Passage to read:
Smart, hilarious, winning, full of life and potentiality, energetic-depressed rather than just depressed, eloquent, almost smooth, and unsettled, unsettled so deeply that nothing, no project, could absorb them. There was rarely a career; just jobs, while the creative energy sought out just the right outlet. People defined by having potential. People whose observational intelligence takes your breath away: they’re Dorothy Parker, write the best letters to the editor, blog with perfectly formed opinions. Quipsters, they blaze hot and then enter a fallow time, until they forget somehow that they’re there and then say something revealing their brilliance, which restarts the arc of almost sustaining its energy into something like a life, but not quite.
There's more in this post I haven't digested yet, but potentiality is on my mind this evening, as I spent three hours today on our academic unsatisfactory progress committee. This is the last court of appeal after students have failed bunches of subjects, and gone through all the counselling and special considerations their faculties can offer them. All our committee is really empowered to do is make sure due process has been followed; that there has been no bias in the implementation of policy; and see if there is any further information.
Sadly, most of these students are international students; or Australian students with ethnic backgrounds that insist on discretion about family troubles, whether financial, medical or social. So they often haven't sought help or advice. But I had better not blog any more about them: discretion is appropriate here. The awful thing is realising how young these students are, and how difficult it is to learn what one is good at, and how hard it is, so early, to find the right path.
I do often feel lucky, in that I think I fell into the right path for me. Not because I chose the academic life over countless other possible paths; it was only that I could never really see anything else. Not that I couldn't see anything else I wanted to do: I just could never really see anything other than reading and writing. I'm sure my work is more mundane and humble that the brilliant arcs of potentiality Berlant describes, but on the other hand, it doesn't torment me, either.
P.S. The morning after... Actually, that's not quite true, that my work doesn't torment me: I'd say it's pretty much an equal mixture of pleasure and pain, especially the writing phase I am in at the moment. But it does at least, usually, eventually, lead to a finished product of one kind or another.
2 comments:
Is Lauren Berlant really coming to Melbourne? I'm amazed. She and her writing have been preoccupying me of late, too. Do you know? Is she appearing in 'public'? If so I'd love to hear her speak again.
Hmm, Elisabeth, this posting was a couple of years ago.... I've no news on another visit. Perhaps check her website??

Data supplied:
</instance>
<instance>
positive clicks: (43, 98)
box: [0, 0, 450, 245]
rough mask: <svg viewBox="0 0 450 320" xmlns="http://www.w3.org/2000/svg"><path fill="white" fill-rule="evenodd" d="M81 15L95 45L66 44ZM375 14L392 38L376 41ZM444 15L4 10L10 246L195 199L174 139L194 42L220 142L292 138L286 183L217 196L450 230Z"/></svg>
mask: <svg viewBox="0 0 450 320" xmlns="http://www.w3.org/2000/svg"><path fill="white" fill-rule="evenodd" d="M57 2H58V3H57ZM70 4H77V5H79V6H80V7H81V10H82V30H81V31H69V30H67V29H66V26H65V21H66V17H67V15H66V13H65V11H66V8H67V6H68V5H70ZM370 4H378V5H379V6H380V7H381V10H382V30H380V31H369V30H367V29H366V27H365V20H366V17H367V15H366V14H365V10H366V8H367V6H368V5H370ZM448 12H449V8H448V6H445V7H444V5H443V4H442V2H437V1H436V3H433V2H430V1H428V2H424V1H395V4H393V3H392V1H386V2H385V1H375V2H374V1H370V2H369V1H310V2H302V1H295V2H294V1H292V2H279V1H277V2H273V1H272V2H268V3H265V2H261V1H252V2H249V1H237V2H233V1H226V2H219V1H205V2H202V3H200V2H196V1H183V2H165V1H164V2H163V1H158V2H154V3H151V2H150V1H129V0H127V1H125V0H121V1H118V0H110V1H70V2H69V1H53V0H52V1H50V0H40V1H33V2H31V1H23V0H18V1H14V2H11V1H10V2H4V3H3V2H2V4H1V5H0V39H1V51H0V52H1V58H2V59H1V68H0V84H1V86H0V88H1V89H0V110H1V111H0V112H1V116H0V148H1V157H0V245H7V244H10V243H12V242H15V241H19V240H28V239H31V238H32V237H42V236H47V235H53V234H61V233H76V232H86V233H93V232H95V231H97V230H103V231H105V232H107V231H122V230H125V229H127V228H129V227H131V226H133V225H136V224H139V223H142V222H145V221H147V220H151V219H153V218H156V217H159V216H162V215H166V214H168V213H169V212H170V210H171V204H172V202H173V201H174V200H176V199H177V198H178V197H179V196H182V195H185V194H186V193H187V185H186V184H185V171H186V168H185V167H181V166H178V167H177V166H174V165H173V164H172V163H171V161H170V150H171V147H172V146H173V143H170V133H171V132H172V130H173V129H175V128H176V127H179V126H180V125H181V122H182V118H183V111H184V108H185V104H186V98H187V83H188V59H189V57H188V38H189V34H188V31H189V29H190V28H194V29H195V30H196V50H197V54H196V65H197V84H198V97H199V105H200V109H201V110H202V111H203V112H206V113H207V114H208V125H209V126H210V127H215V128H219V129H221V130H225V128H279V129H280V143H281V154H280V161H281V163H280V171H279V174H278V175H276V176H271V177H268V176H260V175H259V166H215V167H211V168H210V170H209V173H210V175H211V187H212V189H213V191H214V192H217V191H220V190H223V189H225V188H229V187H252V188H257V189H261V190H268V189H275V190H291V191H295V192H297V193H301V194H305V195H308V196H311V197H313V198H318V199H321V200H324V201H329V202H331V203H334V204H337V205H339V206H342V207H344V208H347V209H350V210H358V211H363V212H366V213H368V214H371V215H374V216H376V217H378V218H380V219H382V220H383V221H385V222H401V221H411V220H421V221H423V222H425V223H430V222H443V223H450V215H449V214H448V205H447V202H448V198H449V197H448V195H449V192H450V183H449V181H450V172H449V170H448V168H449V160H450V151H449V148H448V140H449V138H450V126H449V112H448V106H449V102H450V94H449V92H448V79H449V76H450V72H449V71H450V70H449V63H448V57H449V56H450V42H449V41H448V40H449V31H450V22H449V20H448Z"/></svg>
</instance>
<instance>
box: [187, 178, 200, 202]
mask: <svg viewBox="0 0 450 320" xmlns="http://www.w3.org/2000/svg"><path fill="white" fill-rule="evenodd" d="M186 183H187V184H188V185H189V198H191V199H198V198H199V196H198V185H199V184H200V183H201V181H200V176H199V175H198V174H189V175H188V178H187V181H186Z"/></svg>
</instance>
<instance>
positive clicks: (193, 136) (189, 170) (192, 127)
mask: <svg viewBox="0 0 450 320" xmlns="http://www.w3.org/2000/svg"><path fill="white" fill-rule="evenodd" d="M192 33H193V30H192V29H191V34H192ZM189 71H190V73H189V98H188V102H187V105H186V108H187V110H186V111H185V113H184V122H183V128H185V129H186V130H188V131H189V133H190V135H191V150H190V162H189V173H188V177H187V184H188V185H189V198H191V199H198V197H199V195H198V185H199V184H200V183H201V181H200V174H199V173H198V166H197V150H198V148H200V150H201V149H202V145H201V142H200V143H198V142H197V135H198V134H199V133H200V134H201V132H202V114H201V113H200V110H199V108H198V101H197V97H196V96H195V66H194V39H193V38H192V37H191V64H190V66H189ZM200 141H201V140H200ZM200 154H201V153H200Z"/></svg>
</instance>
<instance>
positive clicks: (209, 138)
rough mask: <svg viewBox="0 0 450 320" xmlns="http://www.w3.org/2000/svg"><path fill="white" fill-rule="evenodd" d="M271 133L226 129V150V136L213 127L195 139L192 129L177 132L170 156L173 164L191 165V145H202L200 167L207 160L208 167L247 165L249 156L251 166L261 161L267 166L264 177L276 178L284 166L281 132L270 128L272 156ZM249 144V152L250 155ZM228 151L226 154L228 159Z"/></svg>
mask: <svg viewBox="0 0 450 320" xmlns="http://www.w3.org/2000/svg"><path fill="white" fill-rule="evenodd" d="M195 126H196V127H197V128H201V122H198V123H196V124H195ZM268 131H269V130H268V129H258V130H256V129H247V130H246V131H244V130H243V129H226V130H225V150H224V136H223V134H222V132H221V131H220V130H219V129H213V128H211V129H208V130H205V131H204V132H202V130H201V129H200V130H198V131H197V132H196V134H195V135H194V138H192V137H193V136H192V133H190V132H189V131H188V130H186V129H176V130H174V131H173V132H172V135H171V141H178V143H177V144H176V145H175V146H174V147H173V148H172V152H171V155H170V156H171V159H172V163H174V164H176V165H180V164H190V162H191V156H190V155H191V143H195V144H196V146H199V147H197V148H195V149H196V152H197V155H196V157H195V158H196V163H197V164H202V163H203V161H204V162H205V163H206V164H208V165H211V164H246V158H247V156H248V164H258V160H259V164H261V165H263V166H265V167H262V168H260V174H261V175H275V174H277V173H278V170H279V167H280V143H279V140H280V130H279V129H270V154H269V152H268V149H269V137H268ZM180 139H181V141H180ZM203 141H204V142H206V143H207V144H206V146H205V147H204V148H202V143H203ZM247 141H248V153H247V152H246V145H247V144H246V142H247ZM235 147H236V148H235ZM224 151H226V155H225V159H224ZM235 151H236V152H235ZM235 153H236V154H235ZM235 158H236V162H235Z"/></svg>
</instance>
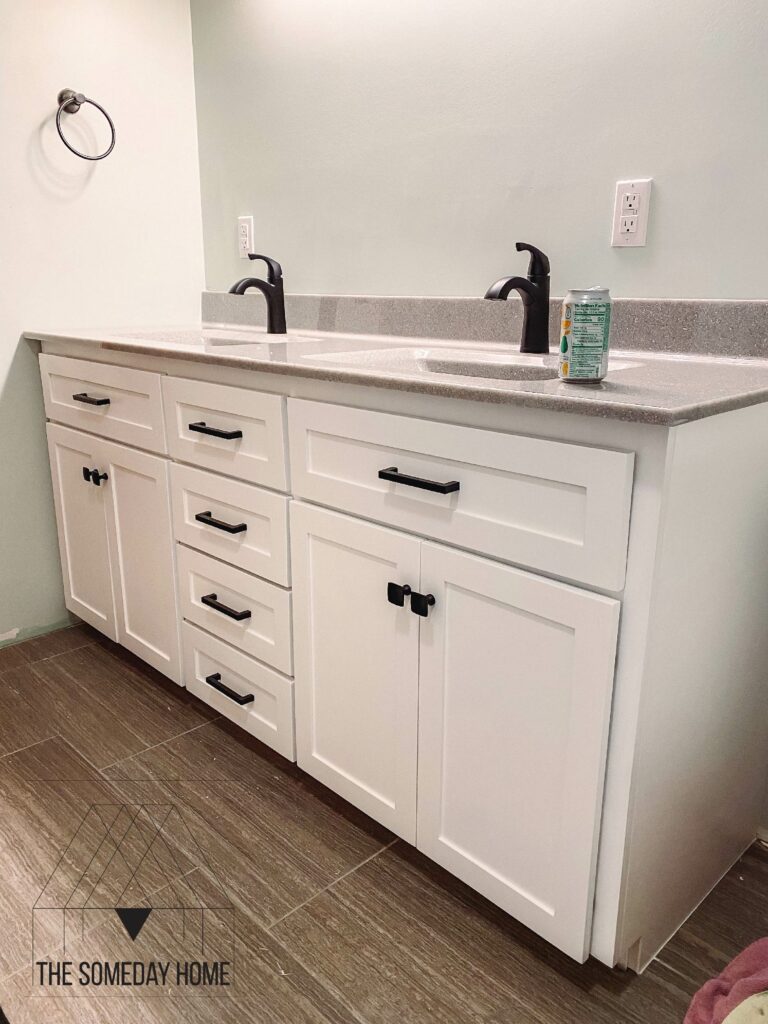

Task 1:
According to the blog post, why have many of the students who come before the unsatisfactory progress committee not sought help or advice?
Task 2:
Extract verbatim the part of the blog post that opens with the words containing "P.S. The morning" and closes with "kind or another.".
The records were taken from a different source than the blog post.

Result 1:
Most of them are international students, or Australian students whose ethnic backgrounds insist on discretion about family troubles, whether financial, medical or social. As a result, they often have not sought help or advice.

Result 2:
P.S. The morning after... Actually, that's not quite true, that my work doesn't torment me: I'd say it's pretty much an equal mixture of pleasure and pain, especially the writing phase I am in at the moment. But it does at least, usually, eventually, lead to a finished product of one kind or another.